What to do →
a) Write out everything in the marriage essay from "Such people are simply" down to "make it work.".
b) Give only the number of lines in the entries that contain the string "text", counting matches only when the case is the same.

Passage →
━━━━━━━━━━━━━━━━

"We are not measured by the trials we meet -- only by those we overcome."
- - Spencer W. Kimball
December 15, 2011
Guessing can harm marriages
by Orson Scott Card

Why do marriages break up? Arguments about the children, about money, about religion, about sex; personality conflicts, incompatibility, bad conflict resolution; all these things are true, and all are incomplete.

When President Kimball told us that any Latter-day Saint couple of good will could make a happy marriage, he was right -- but he didn't mean that it would happen automatically.

Quarrels over child-rearing or money or ambition or scheduling are rarely caused by those issues -- though the issues are usually real enough, and need to be resolved.

Often the reason they can't be resolved is that spouses are so filled with resentment or anger or loneliness or despair that the subject under discussion is merely an excuse for lashing out to hurt the other person -- or another reason to withdraw and move farther apart.

Some marriages fail because one of the partners is, in fact, completely evil or utterly weak. Desires and impulses cannot be controlled, with destructive results. Prideful people are determined to get their way no matter what the cost to someone else.

Such people are simply incapable of sustained partnership of any kind, and any marriage they're pretending to be a part of is doomed. But such people are rare. Chances are your spouse is not one of them.

Most of the time, marriages fall apart despite the fact that both people are good at heart and want to make it work.

But in their hearts, they have either the cold stone of disappointment and despair, or the boiling cauldron of resentment and anger, caused by a failure of intimacy; as long as such deep pain persists, nothing else goes well.

━━━━━━━━━━━━━━━━

Dataset content →

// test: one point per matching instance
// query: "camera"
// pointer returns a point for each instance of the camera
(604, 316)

━━━━━━━━━━━━━━━━

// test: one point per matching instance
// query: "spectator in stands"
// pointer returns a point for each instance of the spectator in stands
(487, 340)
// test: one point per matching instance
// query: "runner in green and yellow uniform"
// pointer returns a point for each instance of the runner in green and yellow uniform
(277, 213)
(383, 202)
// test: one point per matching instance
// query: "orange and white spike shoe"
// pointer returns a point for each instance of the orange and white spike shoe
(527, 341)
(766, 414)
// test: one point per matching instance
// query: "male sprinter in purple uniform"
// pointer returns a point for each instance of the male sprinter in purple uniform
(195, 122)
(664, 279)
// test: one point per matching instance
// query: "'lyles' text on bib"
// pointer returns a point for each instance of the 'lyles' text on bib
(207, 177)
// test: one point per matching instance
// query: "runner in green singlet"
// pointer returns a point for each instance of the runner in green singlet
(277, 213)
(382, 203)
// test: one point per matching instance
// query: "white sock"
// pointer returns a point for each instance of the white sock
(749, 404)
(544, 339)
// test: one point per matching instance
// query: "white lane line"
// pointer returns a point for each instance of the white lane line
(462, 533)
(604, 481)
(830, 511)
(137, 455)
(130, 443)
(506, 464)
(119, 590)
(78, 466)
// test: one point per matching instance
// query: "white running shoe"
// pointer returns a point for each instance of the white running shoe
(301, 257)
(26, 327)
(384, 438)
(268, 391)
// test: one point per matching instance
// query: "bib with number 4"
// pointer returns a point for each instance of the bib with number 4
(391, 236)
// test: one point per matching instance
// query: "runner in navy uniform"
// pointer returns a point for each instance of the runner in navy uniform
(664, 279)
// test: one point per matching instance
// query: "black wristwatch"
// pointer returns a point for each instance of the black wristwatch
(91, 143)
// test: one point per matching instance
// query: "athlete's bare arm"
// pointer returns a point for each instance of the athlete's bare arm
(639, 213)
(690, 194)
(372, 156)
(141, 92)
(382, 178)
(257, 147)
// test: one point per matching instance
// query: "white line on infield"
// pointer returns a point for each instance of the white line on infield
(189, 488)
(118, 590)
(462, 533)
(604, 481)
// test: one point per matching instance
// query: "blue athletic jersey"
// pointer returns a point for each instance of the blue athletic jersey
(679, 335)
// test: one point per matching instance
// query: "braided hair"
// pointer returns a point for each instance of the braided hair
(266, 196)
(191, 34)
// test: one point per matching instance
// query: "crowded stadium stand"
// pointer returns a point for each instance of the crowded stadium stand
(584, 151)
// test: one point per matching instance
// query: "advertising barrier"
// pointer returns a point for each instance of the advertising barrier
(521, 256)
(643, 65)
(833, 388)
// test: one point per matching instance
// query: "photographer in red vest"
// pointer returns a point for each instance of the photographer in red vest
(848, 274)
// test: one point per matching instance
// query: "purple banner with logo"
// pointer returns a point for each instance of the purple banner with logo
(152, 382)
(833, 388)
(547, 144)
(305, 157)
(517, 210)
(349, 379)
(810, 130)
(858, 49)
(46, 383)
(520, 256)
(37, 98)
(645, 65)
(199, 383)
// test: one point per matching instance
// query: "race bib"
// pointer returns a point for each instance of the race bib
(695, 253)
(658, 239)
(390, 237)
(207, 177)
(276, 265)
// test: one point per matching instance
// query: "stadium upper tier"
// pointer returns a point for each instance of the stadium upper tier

━━━━━━━━━━━━━━━━

Full answers →
a)
Such people are simply incapable of sustained partnership of any kind, and any marriage they're pretending to be a part of is doomed. But such people are rare. Chances are your spouse is not one of them.

Most of the time, marriages fall apart despite the fact that both people are good at heart and want to make it work.

b) 2